(Data shown)

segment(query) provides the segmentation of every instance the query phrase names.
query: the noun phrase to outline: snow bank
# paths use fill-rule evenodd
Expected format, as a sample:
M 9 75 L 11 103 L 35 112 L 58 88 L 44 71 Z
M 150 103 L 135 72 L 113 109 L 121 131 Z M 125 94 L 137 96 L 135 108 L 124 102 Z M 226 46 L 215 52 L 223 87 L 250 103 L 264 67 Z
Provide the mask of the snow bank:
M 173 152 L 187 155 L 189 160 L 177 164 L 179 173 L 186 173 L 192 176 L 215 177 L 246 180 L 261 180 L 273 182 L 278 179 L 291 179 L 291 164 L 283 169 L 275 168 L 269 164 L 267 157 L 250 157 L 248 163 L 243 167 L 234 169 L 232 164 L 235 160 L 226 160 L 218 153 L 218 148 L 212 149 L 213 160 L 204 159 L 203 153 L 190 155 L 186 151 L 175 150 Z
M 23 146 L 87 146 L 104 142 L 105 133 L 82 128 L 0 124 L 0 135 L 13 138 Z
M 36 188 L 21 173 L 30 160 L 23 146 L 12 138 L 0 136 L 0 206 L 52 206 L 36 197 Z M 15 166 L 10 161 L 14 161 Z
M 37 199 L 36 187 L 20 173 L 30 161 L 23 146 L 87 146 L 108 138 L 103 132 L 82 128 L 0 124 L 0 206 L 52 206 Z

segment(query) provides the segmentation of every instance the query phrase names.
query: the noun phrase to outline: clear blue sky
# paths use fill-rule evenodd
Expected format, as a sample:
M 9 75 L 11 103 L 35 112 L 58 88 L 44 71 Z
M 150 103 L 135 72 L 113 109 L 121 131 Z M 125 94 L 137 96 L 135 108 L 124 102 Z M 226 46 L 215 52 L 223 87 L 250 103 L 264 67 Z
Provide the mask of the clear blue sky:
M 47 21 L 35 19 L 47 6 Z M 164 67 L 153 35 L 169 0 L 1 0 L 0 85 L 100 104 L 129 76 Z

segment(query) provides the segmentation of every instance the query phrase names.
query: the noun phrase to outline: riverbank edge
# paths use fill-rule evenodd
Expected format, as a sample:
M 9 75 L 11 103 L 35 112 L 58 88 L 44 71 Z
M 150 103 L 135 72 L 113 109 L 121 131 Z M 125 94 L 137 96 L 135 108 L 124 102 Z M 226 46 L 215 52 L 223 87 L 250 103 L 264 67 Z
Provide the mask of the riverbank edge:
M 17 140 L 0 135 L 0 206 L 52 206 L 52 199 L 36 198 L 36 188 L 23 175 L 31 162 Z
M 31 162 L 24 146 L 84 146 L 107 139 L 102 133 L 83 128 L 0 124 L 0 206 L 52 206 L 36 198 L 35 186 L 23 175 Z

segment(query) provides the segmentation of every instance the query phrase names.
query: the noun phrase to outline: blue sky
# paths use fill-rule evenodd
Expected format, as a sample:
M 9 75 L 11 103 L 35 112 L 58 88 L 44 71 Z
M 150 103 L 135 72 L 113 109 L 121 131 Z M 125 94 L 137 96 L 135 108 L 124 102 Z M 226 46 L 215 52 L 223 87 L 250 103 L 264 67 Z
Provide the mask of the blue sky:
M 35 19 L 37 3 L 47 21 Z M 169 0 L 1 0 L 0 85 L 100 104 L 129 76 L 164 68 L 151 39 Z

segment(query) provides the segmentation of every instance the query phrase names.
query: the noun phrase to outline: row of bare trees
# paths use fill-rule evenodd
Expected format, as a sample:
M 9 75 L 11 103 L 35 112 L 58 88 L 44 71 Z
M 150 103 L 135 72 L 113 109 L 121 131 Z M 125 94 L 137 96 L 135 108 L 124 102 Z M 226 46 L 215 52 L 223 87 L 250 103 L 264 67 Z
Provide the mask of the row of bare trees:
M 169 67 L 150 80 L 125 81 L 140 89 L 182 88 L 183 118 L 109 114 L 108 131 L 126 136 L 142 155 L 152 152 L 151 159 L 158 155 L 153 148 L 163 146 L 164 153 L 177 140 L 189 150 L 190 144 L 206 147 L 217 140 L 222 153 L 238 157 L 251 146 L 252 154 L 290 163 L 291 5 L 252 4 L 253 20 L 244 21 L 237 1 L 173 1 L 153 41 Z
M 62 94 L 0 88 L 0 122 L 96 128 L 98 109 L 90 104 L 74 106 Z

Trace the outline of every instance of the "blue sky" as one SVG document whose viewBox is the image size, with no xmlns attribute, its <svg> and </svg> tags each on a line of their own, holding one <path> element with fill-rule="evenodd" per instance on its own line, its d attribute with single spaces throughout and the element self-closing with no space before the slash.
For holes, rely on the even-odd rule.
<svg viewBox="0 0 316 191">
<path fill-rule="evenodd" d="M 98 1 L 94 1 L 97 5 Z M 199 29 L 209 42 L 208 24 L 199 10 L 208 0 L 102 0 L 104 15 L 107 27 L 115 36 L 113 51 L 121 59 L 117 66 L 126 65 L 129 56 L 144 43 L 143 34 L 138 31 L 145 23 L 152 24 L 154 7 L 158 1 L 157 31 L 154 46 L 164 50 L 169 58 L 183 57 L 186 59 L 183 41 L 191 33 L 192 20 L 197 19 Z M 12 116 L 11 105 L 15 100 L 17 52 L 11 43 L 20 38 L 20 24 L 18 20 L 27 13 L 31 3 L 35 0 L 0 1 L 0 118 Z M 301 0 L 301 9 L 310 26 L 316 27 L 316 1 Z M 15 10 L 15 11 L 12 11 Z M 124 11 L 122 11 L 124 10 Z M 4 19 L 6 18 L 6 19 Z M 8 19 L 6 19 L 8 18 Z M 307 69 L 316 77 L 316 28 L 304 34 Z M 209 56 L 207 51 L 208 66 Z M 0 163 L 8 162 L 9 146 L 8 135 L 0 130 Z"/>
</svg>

(Directive) Every entry above should be retyped exactly as shown.

(Exercise response)
segment(query) provides the segmentation of every instance the query phrase names.
query: the noun phrase to outline: snow bank
# paths use fill-rule evenodd
Expected format, as a sample:
M 9 75 L 11 103 L 35 112 L 58 88 L 44 71 Z
M 150 103 L 135 72 L 113 109 L 121 131 Z M 125 94 L 137 96 L 135 108 L 124 102 Z M 226 46 L 215 52 L 223 87 L 250 103 L 264 67 Z
Provide the mask of the snow bank:
M 173 152 L 187 155 L 189 160 L 177 164 L 179 173 L 186 173 L 192 176 L 215 177 L 246 180 L 261 180 L 273 182 L 278 179 L 291 179 L 291 164 L 283 169 L 275 168 L 269 164 L 267 157 L 250 157 L 248 163 L 243 167 L 234 169 L 232 164 L 235 160 L 226 160 L 218 153 L 218 148 L 212 149 L 213 160 L 204 159 L 203 153 L 190 155 L 186 151 L 175 150 Z
M 23 146 L 87 146 L 104 142 L 105 133 L 82 128 L 0 124 L 0 135 L 13 138 Z
M 36 188 L 21 173 L 30 160 L 23 146 L 12 138 L 0 136 L 0 206 L 52 206 L 36 197 Z M 15 166 L 10 161 L 14 161 Z
M 37 199 L 36 187 L 20 173 L 30 161 L 23 146 L 87 146 L 108 138 L 103 132 L 82 128 L 0 124 L 0 206 L 52 206 Z

segment(query) provides the segmentation of every instance the query phrase names.
query: the noun phrase to outline: clear blue sky
# paths use fill-rule evenodd
Expected format, as a sample:
M 9 75 L 11 103 L 35 112 L 58 88 L 44 71 Z
M 150 103 L 135 72 L 113 109 L 121 131 Z M 125 94 L 137 96 L 135 108 L 124 102 Z M 226 46 L 215 52 L 223 87 L 250 103 L 264 67 Z
Provide the mask of the clear blue sky:
M 47 21 L 35 19 L 47 6 Z M 164 67 L 153 35 L 169 0 L 1 0 L 0 85 L 100 104 L 129 76 Z

segment(query) provides the segmentation of every instance the query phrase names.
query: the noun phrase to outline: riverbank edge
# paths use fill-rule evenodd
Expected format, as a sample:
M 9 75 L 11 103 L 35 112 L 58 88 L 44 71 Z
M 150 103 L 135 72 L 113 109 L 121 131 Z M 125 94 L 137 96 L 135 108 L 124 102 Z M 226 46 L 215 52 L 223 87 L 250 103 L 264 67 Z
Provide the mask of the riverbank edge:
M 17 140 L 0 135 L 0 206 L 52 206 L 52 199 L 36 198 L 36 188 L 23 175 L 31 162 Z
M 31 162 L 24 146 L 84 146 L 107 139 L 102 133 L 83 128 L 0 124 L 0 206 L 52 206 L 36 198 L 35 186 L 23 175 Z

segment(query) provides the segmentation of every instance the query phrase names.
query: the noun phrase to outline: blue sky
# paths use fill-rule evenodd
Expected format, as a sample:
M 9 75 L 11 103 L 35 112 L 58 88 L 44 71 Z
M 150 103 L 135 72 L 113 109 L 121 131 Z M 125 94 L 137 96 L 135 108 L 124 102 Z M 226 46 L 215 52 L 223 87 L 250 103 L 264 67 Z
Provide the mask of the blue sky:
M 35 19 L 37 3 L 47 21 Z M 169 0 L 1 0 L 0 85 L 100 104 L 129 76 L 164 68 L 151 39 Z

segment(query) provides the segmentation of every instance the query phrase names.
query: the noun phrase to outline: row of bare trees
# paths use fill-rule evenodd
Expected format, as a sample:
M 9 75 L 11 103 L 35 112 L 58 88 L 44 71 Z
M 150 103 L 135 72 L 113 109 L 121 131 Z M 125 94 L 137 96 L 135 108 L 124 102 Z M 226 46 L 215 52 L 223 87 L 250 103 L 264 67 Z
Provide the mask of the row of bare trees:
M 169 67 L 150 80 L 125 81 L 140 89 L 182 88 L 183 118 L 109 114 L 108 131 L 126 136 L 142 155 L 152 152 L 151 159 L 158 155 L 153 148 L 163 146 L 164 153 L 177 140 L 189 150 L 190 144 L 206 147 L 217 140 L 222 153 L 238 157 L 251 146 L 252 154 L 290 163 L 291 5 L 252 4 L 253 20 L 244 21 L 237 1 L 173 1 L 153 41 Z
M 62 94 L 0 88 L 0 122 L 96 128 L 98 109 L 90 104 L 74 106 Z

Trace the outline of every instance of the "blue sky" as one SVG document whose viewBox is the image size, with no xmlns attribute, its <svg> and </svg> tags each on a line of their own, holding one <path> element with fill-rule="evenodd" per instance on its own line, its d attribute with single spaces throughout and the element self-closing with no space before the slash.
For holes, rely on the even-odd rule.
<svg viewBox="0 0 316 191">
<path fill-rule="evenodd" d="M 98 1 L 94 1 L 97 5 Z M 199 29 L 209 42 L 208 24 L 199 10 L 208 0 L 102 0 L 104 15 L 107 27 L 115 36 L 113 51 L 121 59 L 117 66 L 126 65 L 129 56 L 144 43 L 143 34 L 138 31 L 145 23 L 152 24 L 154 7 L 158 1 L 157 31 L 154 46 L 164 50 L 169 58 L 183 57 L 186 59 L 183 41 L 191 33 L 192 20 L 197 19 Z M 12 116 L 11 105 L 15 100 L 17 52 L 11 43 L 20 38 L 20 24 L 18 20 L 27 13 L 31 3 L 35 0 L 0 1 L 0 118 Z M 301 0 L 301 9 L 310 26 L 316 27 L 316 1 Z M 15 10 L 15 11 L 12 11 Z M 124 11 L 122 11 L 124 10 Z M 4 19 L 6 18 L 6 19 Z M 8 19 L 6 19 L 8 18 Z M 307 69 L 316 77 L 316 28 L 304 34 Z M 209 56 L 207 51 L 208 66 Z M 0 163 L 8 162 L 9 146 L 8 135 L 0 130 Z"/>
</svg>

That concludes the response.